## [Brano da leggere]

Il capo fattorino decise quindi di premiarmi. Il giorno dopo sarebbe venuto in visita al giornale Giancarlo Pajetta e per l’occasione sarebbe stato presente anche il direttore Aldo Tortorella. Avrei avuto l’onore di ricevere Pajetta e di accompagnarlo all’incontro con il direttore. Di Pajetta conoscevo la popolarità. Mia madre lo amava per le sfuriate leggendarie in Parlamento, contro missini e democristiani e per certe sue partecipazioni a Tribuna Politica in tivù, quando derideva i giornalisti del Popolo e dell’organo del Psdi L’Umanità. Conoscevo anche il figlio Luca, frequentatore come me del bar Erika e dei liceali libertari e hippies del Carducci. E questo mi faceva inconsciamente pensare al vecchio Pajetta come un comunista aperto e tollerante. Vincenzo spiegò il mio compito: “Lo ricevi alla porta, lo saluti: ‘Benvenuto compagno Pajetta’, poi lo porti all’ascensore e sali al terzo piano. Aspetti che entri nell’ufficio di Tortorella e poi torni qui”. Insomma, non proprio un lavoro di concetto. Pajetta infine arrivò. “E tu chi sei?”, fece prima ancora di ricevere il benvenuto. “Uno studente, compagno Pajetta. Sto facendo per un mese il fattorino di redazione”. “Bravo, ma tagliati un po’ i capelli. E tieni qua”. Mi passò una borsa marrone di cuoio profumatissima. Ero quasi stordito dall’odore, che si mischiava a quello del dopobarba del compagno Pajetta. In silenzio salimmo al terzo piano fino all’ufficio di Tortorella. Quando si videro fecero festa. Rimasi sull’ingresso con la borsa dal profumo rapinoso. “Ciao, grazie e lasciala giù”, disse facendomi sobbalzare. Anche il portaborse può essere un lavoro inebriante.
Ivan Berni
(domenica 22 dicembre 2019)
Che bella storia! In poche righe c’è tutta la descrizione di una semplice quotidianità interna del pici degli anni 70, in quella redazione che in quegli anni era un luogo davvero singolare del giornalismo italiano. Basti pensare alla presenza del compagno Garanzini.
Bello, anch’io lavoravo all’Unità in quel tempo. C’è un unico piccolo errore: a Milano si stampava anche l’Emilia Romagna, mentre a Roma anche la Toscana.

## [Record dei dati]
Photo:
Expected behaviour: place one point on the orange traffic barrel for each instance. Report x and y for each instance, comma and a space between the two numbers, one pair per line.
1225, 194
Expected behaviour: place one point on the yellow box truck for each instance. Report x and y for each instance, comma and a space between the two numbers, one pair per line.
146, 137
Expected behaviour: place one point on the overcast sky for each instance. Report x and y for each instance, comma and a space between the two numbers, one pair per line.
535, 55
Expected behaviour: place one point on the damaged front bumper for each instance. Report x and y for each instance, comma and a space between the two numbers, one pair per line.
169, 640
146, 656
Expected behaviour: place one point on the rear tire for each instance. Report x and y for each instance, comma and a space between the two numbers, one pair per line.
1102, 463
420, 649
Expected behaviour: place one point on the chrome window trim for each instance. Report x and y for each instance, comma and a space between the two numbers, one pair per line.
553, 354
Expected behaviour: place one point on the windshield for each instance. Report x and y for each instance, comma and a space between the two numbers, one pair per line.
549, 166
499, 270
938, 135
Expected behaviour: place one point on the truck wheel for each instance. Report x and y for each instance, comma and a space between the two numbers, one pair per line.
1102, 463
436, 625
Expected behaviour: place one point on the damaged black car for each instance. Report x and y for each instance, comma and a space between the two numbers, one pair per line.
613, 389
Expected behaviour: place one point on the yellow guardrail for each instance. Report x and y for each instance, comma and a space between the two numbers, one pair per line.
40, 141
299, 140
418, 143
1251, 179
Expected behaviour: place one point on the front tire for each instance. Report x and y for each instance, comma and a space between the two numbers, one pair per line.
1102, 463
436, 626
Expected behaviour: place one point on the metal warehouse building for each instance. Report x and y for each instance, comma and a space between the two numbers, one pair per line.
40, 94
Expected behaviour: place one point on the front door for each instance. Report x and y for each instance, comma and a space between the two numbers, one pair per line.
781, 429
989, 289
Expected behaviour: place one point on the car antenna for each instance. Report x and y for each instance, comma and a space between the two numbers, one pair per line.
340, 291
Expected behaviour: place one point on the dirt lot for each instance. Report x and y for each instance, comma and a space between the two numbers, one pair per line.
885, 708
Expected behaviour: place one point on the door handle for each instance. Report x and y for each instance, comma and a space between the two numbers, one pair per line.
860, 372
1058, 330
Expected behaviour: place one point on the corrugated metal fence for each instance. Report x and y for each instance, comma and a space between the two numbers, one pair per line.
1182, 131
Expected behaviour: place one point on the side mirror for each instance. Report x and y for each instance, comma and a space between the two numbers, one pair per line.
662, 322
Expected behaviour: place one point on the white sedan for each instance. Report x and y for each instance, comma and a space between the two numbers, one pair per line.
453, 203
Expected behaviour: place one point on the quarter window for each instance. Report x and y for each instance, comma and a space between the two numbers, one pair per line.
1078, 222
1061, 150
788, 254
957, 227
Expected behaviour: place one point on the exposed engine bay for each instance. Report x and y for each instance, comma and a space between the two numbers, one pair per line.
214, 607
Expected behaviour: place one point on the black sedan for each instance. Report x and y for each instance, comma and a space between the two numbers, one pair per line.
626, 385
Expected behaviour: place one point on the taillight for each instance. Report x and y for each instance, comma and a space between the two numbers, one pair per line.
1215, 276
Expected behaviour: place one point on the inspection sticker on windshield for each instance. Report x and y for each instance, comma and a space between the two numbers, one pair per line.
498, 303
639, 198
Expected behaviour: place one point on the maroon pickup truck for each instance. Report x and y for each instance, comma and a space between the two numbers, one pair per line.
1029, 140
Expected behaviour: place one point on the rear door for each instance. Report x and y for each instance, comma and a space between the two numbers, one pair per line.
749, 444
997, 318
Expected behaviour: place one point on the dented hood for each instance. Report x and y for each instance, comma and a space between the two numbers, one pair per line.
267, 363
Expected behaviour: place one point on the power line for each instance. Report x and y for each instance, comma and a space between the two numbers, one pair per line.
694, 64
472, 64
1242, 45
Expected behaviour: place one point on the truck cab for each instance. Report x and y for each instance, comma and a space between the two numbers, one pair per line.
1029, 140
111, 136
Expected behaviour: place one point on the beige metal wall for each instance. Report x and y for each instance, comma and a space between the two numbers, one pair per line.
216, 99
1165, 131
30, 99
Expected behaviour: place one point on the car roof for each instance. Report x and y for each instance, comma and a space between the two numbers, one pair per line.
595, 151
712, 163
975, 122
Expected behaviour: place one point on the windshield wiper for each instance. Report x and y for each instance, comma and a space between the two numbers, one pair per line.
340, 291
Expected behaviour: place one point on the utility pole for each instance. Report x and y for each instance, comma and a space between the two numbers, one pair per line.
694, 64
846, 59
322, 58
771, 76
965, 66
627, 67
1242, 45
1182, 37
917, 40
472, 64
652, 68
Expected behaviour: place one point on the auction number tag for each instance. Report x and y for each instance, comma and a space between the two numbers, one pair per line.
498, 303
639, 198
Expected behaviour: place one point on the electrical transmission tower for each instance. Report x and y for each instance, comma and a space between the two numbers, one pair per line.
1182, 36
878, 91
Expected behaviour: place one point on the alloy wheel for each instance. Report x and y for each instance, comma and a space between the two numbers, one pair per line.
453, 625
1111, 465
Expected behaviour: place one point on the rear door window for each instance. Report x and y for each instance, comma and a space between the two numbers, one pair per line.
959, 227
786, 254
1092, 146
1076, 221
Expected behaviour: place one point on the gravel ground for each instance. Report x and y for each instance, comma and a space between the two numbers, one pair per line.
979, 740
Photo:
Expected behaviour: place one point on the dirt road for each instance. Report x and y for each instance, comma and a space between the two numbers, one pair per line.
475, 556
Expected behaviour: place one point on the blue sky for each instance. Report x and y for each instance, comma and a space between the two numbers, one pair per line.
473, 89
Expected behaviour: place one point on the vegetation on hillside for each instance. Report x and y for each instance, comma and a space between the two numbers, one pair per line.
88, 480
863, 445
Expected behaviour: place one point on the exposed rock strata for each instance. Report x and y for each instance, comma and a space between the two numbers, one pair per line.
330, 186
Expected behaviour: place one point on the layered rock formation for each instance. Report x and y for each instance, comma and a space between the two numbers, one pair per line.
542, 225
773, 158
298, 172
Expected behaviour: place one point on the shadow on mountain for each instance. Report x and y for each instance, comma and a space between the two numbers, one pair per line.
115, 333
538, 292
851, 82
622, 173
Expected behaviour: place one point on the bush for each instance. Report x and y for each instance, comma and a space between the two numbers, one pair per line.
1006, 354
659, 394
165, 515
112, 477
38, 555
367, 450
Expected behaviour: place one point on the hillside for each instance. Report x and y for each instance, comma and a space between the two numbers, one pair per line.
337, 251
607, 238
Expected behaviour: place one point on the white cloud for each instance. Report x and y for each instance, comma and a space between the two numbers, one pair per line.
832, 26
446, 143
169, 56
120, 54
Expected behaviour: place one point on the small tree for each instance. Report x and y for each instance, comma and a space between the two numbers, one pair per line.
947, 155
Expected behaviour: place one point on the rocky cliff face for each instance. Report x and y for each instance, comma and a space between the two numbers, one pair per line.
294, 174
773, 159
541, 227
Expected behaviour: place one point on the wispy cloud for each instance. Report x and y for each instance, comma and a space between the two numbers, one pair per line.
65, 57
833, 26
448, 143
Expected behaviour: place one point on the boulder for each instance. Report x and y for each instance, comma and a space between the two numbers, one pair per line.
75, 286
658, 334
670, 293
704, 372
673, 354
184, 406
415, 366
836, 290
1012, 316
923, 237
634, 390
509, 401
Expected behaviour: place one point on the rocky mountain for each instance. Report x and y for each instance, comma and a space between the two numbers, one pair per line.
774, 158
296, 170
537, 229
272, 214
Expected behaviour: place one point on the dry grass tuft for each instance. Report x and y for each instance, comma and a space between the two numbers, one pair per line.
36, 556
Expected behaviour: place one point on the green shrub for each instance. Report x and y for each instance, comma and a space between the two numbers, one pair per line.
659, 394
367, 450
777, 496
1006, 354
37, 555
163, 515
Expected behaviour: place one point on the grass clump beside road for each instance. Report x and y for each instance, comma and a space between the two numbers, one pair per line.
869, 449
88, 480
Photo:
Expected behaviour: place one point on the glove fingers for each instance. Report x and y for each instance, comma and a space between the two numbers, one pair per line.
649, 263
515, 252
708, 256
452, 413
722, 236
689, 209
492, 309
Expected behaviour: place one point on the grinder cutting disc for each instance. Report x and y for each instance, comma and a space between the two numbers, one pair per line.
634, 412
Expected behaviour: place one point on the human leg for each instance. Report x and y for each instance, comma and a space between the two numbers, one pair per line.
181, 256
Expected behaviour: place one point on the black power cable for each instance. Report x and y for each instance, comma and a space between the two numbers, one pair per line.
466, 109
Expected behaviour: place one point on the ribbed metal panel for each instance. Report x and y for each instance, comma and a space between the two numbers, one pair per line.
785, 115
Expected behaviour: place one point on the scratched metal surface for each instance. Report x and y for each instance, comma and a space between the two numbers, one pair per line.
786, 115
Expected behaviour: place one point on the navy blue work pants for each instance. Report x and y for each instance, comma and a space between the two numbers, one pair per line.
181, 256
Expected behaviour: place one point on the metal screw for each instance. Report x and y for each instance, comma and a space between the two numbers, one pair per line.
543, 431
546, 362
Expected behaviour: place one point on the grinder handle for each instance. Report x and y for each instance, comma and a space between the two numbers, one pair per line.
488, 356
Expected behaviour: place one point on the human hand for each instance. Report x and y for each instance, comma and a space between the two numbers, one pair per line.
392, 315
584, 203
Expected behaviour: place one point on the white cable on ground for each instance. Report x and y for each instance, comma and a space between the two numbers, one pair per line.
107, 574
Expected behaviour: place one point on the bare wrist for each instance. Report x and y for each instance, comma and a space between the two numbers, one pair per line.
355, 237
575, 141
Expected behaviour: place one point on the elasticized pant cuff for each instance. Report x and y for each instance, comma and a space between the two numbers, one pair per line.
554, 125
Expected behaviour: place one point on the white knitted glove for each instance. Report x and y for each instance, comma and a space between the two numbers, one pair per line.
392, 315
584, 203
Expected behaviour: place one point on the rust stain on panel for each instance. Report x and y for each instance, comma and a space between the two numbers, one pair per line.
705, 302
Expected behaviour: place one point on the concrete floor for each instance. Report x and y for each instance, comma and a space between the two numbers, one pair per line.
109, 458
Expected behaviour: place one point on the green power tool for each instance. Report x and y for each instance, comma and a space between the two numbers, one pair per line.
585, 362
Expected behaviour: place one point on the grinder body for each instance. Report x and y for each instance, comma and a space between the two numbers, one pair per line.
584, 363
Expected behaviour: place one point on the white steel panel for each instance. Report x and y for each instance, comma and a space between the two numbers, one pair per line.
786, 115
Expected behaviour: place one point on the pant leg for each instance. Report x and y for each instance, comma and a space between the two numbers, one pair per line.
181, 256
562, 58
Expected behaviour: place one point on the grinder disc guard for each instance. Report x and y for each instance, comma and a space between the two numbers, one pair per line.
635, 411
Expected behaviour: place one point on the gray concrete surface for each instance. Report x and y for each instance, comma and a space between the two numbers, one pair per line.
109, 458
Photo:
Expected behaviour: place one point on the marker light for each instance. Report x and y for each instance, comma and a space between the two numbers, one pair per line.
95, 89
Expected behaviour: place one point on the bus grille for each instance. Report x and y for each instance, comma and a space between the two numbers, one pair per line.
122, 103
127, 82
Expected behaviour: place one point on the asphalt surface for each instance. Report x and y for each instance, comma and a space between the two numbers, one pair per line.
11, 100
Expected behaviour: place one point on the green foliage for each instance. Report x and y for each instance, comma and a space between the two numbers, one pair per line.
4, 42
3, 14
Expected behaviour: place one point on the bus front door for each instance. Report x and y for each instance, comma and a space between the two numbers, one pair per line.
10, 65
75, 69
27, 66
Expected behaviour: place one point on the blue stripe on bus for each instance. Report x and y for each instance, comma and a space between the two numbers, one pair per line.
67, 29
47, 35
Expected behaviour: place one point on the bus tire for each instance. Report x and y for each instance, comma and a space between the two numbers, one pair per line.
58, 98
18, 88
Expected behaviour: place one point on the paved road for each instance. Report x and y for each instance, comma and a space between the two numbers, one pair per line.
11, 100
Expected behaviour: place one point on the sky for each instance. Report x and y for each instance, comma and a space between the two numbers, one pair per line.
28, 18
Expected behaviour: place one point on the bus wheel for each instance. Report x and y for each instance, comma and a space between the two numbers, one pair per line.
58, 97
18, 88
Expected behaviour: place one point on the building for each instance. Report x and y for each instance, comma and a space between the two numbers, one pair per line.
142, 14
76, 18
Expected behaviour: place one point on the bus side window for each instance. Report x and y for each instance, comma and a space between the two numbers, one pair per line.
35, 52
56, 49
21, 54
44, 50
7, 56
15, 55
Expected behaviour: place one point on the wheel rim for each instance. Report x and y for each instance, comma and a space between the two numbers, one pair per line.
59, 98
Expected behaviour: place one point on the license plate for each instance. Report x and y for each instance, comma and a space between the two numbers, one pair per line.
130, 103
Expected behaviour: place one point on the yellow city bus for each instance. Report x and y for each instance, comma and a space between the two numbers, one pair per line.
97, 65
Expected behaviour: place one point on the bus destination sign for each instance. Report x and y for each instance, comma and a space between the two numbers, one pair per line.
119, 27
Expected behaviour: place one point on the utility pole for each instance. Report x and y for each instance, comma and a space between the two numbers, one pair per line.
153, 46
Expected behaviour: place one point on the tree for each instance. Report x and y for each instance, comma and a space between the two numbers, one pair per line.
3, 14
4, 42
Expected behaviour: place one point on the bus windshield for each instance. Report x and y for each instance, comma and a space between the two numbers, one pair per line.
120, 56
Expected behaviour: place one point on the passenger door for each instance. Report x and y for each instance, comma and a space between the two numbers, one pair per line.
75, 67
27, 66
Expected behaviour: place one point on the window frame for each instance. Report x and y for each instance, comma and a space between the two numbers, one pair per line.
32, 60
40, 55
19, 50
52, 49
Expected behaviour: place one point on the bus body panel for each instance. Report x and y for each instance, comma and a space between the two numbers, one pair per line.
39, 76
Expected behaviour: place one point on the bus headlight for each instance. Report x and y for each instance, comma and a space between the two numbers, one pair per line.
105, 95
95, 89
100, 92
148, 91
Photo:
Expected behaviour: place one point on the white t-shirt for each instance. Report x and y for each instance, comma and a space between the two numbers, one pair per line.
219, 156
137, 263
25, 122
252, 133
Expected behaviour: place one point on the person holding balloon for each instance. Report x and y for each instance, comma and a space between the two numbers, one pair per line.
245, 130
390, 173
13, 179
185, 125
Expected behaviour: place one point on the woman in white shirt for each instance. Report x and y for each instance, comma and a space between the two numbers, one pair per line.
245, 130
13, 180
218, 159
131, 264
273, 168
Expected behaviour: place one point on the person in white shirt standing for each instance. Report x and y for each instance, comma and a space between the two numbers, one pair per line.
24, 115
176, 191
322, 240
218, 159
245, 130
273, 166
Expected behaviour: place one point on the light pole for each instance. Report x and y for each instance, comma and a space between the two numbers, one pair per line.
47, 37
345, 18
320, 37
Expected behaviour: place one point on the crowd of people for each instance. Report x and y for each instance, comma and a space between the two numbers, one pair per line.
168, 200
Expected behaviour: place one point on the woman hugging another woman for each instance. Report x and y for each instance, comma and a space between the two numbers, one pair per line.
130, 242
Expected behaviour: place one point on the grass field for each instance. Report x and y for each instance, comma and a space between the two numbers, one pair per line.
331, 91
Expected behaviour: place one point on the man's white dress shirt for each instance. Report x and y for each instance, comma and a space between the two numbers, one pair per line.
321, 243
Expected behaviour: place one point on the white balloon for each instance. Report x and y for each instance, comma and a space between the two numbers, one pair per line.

## [Esercizi scritti]
a) Nel brano sulla visita di Pajetta al giornale, a quale piano si trovava l'ufficio di Tortorella?
b) Trascriva fedelmente il passo del brano sulla visita di Pajetta al giornale da "Che bella storia!" a "del compagno Garanzini.".

## [Soluzioni degli esercizi]
a) Al terzo piano.

b)
Che bella storia! In poche righe c’è tutta la descrizione di una semplice quotidianità interna del pici degli anni 70, in quella redazione che in quegli anni era un luogo davvero singolare del giornalismo italiano. Basti pensare alla presenza del compagno Garanzini.